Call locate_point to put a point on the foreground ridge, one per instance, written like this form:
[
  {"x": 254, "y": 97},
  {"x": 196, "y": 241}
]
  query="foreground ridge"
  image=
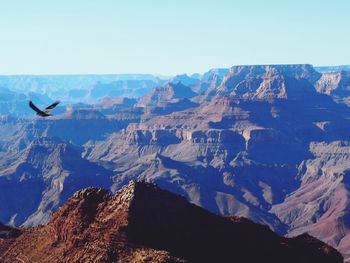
[{"x": 145, "y": 223}]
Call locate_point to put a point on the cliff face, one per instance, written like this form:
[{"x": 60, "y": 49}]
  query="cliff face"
[
  {"x": 334, "y": 84},
  {"x": 269, "y": 82},
  {"x": 45, "y": 175},
  {"x": 143, "y": 222}
]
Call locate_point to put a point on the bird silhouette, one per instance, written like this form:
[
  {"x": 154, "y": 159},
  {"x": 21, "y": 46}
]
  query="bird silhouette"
[{"x": 46, "y": 112}]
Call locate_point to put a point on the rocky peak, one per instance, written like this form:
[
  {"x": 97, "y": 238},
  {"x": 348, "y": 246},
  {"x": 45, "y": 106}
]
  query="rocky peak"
[
  {"x": 269, "y": 82},
  {"x": 334, "y": 83}
]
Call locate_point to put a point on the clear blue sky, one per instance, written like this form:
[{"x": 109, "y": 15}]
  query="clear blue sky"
[{"x": 169, "y": 37}]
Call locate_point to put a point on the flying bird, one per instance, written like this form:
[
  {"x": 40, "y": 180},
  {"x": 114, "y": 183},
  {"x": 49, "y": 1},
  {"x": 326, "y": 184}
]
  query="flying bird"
[{"x": 47, "y": 110}]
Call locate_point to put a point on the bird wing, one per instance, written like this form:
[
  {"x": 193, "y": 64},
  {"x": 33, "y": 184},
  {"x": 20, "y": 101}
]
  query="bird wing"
[
  {"x": 35, "y": 108},
  {"x": 53, "y": 105}
]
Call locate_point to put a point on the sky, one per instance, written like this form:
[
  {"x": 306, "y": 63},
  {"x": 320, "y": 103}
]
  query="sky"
[{"x": 169, "y": 37}]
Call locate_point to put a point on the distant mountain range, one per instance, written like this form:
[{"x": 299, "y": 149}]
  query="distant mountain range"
[{"x": 266, "y": 142}]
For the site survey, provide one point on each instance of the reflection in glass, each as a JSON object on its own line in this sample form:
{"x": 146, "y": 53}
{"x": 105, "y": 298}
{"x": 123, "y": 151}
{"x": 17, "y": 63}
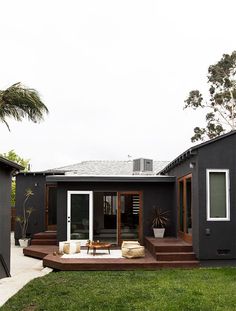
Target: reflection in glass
{"x": 80, "y": 216}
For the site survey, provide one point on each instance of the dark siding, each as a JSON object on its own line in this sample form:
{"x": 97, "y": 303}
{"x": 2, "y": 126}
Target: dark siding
{"x": 5, "y": 216}
{"x": 219, "y": 155}
{"x": 179, "y": 171}
{"x": 38, "y": 185}
{"x": 161, "y": 194}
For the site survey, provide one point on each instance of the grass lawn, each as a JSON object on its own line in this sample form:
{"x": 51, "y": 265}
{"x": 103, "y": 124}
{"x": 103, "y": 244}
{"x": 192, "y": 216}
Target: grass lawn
{"x": 185, "y": 290}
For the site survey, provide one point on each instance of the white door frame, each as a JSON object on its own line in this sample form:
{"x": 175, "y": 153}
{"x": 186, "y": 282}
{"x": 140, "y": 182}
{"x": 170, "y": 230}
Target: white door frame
{"x": 90, "y": 193}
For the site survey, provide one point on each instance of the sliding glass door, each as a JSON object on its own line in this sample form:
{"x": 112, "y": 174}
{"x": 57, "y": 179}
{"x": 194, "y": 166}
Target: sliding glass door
{"x": 185, "y": 207}
{"x": 104, "y": 216}
{"x": 80, "y": 216}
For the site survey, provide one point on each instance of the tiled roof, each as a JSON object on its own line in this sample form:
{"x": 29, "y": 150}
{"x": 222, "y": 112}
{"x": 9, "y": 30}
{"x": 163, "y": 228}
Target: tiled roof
{"x": 106, "y": 168}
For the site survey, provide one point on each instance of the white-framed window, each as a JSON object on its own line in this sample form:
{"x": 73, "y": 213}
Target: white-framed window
{"x": 218, "y": 207}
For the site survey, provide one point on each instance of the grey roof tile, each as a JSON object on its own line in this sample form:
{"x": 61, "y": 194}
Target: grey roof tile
{"x": 106, "y": 168}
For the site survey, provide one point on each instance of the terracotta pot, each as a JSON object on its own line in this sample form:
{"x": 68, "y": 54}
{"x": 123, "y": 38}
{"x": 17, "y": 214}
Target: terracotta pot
{"x": 159, "y": 232}
{"x": 24, "y": 242}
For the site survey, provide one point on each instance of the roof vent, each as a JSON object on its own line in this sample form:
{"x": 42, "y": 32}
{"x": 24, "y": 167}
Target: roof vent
{"x": 142, "y": 166}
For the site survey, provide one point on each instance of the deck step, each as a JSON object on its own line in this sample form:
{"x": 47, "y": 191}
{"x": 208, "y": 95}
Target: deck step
{"x": 43, "y": 242}
{"x": 177, "y": 263}
{"x": 45, "y": 235}
{"x": 175, "y": 256}
{"x": 173, "y": 248}
{"x": 44, "y": 238}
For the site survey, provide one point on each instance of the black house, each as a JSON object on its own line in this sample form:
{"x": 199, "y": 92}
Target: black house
{"x": 7, "y": 169}
{"x": 86, "y": 201}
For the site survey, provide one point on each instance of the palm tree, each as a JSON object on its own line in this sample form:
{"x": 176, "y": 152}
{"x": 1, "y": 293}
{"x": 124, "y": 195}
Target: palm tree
{"x": 20, "y": 102}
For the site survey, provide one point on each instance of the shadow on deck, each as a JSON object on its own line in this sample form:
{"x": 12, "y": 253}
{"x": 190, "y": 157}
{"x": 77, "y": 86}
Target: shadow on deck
{"x": 159, "y": 253}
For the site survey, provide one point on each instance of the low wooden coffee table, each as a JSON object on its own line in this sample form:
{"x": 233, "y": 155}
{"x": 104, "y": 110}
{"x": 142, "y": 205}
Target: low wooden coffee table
{"x": 98, "y": 245}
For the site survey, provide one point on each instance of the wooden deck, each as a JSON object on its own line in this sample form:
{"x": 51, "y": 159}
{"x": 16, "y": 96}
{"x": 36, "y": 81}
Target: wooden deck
{"x": 51, "y": 258}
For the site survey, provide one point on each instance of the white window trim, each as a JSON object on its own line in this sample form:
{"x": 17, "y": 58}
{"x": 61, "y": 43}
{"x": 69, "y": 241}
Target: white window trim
{"x": 226, "y": 171}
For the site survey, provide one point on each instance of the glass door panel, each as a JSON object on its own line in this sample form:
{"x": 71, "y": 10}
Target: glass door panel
{"x": 105, "y": 217}
{"x": 181, "y": 206}
{"x": 188, "y": 206}
{"x": 129, "y": 216}
{"x": 80, "y": 216}
{"x": 185, "y": 207}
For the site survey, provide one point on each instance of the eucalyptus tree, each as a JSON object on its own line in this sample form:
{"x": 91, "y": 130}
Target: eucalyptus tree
{"x": 19, "y": 102}
{"x": 220, "y": 102}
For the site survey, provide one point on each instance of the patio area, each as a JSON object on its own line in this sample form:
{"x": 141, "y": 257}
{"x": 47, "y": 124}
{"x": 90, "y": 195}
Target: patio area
{"x": 159, "y": 253}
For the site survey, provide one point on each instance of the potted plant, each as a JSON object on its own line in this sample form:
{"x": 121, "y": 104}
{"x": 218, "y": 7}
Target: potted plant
{"x": 23, "y": 219}
{"x": 159, "y": 222}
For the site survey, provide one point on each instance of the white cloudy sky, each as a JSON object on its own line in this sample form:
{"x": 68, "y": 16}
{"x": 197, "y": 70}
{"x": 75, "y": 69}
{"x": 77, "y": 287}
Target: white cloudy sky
{"x": 114, "y": 74}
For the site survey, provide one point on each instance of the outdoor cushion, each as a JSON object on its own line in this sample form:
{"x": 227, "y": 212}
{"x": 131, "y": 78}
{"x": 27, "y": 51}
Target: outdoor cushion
{"x": 127, "y": 243}
{"x": 69, "y": 247}
{"x": 133, "y": 251}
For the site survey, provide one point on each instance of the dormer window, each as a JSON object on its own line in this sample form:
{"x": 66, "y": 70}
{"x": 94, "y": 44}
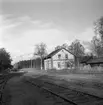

#### THE TASK:
Reproduce word for word everything above from the line containing "of the dormer" down to the end of the records, leaving out the pictures.

#### REPLY TO THE EXERCISE:
For the site survey, provide one point on each instance of the dormer window, each as a JSON object on its own line in this sample form:
{"x": 66, "y": 70}
{"x": 94, "y": 44}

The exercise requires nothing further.